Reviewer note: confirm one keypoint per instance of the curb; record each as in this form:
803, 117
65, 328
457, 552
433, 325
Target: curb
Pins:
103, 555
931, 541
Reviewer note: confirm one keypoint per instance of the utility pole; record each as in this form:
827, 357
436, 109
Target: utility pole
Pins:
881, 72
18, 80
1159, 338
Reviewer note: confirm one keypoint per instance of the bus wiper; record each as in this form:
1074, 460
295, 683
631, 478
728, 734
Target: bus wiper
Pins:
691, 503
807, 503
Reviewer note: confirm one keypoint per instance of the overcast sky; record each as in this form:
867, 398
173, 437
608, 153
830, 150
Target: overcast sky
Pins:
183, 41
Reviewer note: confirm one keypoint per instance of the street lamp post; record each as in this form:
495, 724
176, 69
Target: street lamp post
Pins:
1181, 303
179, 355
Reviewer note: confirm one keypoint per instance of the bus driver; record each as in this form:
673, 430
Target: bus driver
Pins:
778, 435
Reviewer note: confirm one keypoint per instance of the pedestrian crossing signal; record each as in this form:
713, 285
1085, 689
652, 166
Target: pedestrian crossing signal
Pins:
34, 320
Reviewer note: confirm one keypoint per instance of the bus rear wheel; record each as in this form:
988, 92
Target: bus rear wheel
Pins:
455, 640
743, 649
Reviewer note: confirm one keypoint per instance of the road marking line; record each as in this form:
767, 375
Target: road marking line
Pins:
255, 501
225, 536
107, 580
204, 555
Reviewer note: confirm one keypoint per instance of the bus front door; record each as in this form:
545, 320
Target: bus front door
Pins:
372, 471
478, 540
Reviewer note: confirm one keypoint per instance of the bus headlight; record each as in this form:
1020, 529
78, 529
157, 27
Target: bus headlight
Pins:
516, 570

* [What the task asks]:
Retype, unchanged, every line from the one containing "the bus headlight;" through the last line of the rows.

* [Output for this task]:
Reviewer note: confirm one keypoint per instance of the bus headlight; record each as in this form:
1020, 529
78, 529
157, 27
Target: bus headlight
Pins:
516, 570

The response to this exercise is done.